===== GIVEN ENTRIES

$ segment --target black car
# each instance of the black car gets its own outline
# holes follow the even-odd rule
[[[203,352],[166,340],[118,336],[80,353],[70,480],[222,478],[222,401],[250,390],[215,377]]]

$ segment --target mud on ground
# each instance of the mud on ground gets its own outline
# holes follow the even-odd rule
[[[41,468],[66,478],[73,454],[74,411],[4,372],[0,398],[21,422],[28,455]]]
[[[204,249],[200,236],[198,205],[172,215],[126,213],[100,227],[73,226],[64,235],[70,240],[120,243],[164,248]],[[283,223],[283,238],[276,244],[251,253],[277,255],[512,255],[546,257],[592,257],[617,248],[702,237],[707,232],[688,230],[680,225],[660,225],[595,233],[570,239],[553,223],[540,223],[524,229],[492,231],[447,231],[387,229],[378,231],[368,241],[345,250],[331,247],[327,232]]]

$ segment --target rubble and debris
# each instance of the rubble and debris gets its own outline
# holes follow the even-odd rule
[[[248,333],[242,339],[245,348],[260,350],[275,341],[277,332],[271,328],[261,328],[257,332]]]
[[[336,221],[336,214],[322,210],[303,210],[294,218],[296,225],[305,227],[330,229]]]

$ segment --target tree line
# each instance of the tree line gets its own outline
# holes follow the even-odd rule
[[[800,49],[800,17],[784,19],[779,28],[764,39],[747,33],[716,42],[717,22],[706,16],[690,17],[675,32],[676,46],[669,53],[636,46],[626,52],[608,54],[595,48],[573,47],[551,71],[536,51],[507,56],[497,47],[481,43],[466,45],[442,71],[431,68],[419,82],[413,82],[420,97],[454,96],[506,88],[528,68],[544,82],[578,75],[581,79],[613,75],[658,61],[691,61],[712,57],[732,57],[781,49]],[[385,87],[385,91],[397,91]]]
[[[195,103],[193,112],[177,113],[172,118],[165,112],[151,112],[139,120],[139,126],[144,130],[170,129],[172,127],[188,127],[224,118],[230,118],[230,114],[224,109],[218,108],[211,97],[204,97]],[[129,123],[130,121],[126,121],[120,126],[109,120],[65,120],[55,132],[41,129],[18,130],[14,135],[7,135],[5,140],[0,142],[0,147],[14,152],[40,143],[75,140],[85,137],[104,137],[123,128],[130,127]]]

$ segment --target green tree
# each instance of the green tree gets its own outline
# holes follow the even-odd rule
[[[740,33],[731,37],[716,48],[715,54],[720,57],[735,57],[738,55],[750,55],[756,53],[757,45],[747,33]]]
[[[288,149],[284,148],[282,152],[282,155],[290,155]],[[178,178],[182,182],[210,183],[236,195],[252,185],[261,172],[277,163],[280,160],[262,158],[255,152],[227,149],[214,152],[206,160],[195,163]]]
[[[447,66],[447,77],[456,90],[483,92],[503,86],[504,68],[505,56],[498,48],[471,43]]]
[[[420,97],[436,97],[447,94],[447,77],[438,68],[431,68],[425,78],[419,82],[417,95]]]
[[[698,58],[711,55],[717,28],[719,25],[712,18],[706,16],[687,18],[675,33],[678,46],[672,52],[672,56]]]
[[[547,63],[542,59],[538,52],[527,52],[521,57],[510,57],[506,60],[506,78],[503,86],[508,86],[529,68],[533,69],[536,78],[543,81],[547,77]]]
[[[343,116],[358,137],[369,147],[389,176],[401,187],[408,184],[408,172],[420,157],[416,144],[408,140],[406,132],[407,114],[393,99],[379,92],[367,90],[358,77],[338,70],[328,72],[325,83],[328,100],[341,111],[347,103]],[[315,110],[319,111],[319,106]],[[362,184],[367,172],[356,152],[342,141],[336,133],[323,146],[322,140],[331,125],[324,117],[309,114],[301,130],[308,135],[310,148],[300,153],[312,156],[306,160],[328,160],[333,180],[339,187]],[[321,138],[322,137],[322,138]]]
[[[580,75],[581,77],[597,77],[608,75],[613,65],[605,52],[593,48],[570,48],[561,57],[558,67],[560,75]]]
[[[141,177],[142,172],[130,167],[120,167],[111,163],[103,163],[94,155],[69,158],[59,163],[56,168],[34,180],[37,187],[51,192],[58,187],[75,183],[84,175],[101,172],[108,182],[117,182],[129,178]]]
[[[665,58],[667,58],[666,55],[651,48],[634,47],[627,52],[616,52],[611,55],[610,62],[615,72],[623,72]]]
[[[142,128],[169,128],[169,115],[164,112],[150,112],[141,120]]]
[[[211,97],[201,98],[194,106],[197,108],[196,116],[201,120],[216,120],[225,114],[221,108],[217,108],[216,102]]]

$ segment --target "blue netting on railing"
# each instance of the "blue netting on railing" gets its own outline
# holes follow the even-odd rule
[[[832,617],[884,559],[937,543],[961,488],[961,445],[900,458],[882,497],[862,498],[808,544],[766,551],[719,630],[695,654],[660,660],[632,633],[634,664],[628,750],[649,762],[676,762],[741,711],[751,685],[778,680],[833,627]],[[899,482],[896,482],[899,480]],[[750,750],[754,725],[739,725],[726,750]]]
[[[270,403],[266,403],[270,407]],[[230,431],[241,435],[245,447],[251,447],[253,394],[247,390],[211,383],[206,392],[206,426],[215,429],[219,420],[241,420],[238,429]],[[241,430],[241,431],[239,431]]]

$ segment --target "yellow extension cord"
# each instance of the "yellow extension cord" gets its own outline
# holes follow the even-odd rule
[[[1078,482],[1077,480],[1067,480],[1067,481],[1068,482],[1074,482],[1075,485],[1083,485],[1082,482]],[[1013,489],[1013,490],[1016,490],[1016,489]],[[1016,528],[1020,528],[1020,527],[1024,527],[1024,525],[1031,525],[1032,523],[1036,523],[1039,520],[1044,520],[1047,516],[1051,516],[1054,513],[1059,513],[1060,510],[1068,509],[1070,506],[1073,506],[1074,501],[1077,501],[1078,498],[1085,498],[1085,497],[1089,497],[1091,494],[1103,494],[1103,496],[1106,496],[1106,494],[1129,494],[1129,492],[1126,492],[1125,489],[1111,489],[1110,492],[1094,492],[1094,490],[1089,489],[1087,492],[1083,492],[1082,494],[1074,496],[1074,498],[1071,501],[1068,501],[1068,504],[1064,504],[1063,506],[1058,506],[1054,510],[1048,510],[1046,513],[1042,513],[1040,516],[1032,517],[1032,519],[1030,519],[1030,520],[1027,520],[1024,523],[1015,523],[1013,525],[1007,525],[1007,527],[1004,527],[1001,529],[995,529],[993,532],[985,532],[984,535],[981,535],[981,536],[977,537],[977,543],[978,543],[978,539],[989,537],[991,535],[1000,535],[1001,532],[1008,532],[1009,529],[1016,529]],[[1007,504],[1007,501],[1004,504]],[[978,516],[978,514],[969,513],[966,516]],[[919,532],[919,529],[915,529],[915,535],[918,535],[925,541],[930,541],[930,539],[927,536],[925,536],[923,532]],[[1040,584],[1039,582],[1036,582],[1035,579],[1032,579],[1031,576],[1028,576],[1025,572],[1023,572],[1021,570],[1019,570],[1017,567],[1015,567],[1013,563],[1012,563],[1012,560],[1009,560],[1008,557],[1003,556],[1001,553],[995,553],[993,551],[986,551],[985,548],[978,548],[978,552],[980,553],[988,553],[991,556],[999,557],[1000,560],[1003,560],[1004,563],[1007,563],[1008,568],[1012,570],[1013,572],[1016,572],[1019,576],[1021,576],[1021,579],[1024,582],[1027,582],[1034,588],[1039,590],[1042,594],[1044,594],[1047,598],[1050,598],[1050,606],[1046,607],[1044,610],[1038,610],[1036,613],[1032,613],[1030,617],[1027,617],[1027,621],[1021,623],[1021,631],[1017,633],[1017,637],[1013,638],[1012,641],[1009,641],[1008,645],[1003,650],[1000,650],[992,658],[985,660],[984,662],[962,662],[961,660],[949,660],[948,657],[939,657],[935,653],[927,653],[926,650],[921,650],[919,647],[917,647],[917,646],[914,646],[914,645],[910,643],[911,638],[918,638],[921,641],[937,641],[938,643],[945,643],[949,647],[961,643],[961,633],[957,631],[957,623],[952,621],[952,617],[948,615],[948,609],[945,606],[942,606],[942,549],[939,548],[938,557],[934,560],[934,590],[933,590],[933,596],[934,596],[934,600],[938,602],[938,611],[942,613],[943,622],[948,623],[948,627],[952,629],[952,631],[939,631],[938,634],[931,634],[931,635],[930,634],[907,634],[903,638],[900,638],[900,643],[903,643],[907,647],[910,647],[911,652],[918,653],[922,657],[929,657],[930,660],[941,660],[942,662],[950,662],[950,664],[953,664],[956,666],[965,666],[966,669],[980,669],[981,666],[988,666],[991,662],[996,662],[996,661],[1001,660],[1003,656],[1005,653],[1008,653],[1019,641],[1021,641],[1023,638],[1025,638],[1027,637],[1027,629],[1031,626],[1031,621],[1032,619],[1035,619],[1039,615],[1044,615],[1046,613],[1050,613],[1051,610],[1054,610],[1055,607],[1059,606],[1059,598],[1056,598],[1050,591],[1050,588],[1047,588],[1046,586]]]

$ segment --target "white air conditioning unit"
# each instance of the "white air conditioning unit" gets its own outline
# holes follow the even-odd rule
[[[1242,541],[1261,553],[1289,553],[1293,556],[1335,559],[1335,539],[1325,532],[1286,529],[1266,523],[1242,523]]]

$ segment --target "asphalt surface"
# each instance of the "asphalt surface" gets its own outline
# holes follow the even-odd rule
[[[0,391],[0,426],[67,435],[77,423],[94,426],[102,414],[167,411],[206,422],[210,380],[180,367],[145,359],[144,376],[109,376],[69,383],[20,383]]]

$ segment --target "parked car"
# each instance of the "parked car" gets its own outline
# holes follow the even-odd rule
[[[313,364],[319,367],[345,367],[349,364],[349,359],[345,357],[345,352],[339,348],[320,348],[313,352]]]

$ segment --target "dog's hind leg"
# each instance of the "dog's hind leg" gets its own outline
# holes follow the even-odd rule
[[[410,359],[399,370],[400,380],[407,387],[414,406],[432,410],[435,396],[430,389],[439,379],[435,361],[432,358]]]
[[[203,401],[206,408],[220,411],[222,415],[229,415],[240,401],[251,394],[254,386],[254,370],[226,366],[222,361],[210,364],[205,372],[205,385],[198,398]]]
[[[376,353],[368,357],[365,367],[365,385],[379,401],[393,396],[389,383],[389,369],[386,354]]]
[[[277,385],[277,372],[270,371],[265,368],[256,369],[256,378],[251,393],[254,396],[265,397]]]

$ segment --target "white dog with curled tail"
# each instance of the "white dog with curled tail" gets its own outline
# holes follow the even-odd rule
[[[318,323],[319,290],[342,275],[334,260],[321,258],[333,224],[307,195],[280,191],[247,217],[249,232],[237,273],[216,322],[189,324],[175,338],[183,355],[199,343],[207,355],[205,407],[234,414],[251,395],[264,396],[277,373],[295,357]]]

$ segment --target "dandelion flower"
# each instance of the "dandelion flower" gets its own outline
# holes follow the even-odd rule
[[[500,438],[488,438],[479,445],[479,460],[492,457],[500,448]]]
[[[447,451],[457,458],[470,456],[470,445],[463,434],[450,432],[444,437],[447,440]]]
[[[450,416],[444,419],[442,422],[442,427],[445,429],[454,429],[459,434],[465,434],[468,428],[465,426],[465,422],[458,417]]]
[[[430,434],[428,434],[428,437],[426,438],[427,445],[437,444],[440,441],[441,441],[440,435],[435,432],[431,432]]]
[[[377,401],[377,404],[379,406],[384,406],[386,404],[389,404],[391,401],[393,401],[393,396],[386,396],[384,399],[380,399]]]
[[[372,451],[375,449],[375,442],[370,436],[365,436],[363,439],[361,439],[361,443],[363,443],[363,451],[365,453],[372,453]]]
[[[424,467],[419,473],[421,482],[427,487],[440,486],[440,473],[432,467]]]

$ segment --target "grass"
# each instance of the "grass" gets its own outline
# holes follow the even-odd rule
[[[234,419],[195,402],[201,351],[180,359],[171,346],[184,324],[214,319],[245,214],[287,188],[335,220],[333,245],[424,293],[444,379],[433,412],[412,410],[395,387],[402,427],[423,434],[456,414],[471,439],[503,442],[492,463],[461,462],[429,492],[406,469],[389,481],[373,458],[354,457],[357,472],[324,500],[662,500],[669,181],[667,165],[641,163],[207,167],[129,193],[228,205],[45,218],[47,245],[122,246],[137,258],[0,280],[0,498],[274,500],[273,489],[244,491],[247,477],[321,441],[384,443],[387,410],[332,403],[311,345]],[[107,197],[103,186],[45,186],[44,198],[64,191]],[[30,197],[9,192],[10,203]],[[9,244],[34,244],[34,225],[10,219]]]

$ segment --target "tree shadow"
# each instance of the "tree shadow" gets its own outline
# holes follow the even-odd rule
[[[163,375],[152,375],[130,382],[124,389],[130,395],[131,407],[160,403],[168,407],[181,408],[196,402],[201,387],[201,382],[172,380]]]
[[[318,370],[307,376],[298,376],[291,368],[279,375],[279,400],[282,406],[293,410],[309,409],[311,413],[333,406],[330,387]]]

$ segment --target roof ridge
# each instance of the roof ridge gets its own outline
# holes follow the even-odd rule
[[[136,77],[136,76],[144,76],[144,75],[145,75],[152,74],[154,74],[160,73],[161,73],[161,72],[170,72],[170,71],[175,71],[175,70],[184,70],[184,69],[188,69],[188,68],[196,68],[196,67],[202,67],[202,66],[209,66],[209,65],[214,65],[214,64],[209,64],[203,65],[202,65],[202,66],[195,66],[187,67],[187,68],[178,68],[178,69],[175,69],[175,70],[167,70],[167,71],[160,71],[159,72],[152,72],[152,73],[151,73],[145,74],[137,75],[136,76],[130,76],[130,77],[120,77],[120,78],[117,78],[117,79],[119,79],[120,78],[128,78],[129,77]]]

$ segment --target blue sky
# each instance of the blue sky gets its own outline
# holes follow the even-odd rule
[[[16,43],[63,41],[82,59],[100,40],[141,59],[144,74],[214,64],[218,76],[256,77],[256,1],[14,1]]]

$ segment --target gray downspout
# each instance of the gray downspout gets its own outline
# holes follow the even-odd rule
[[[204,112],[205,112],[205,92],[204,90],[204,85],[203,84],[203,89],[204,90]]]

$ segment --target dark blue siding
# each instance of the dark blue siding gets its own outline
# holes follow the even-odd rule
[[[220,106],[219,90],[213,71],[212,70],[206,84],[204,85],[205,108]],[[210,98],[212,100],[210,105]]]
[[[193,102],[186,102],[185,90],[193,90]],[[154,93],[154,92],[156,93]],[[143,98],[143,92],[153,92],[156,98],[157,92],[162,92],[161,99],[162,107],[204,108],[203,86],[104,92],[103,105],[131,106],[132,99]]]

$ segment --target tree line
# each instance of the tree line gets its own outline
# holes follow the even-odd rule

==========

# PROMPT:
Count the lines in the listing above that contain the string "asphalt", and give only that number.

# EXPECTED ANSWER:
2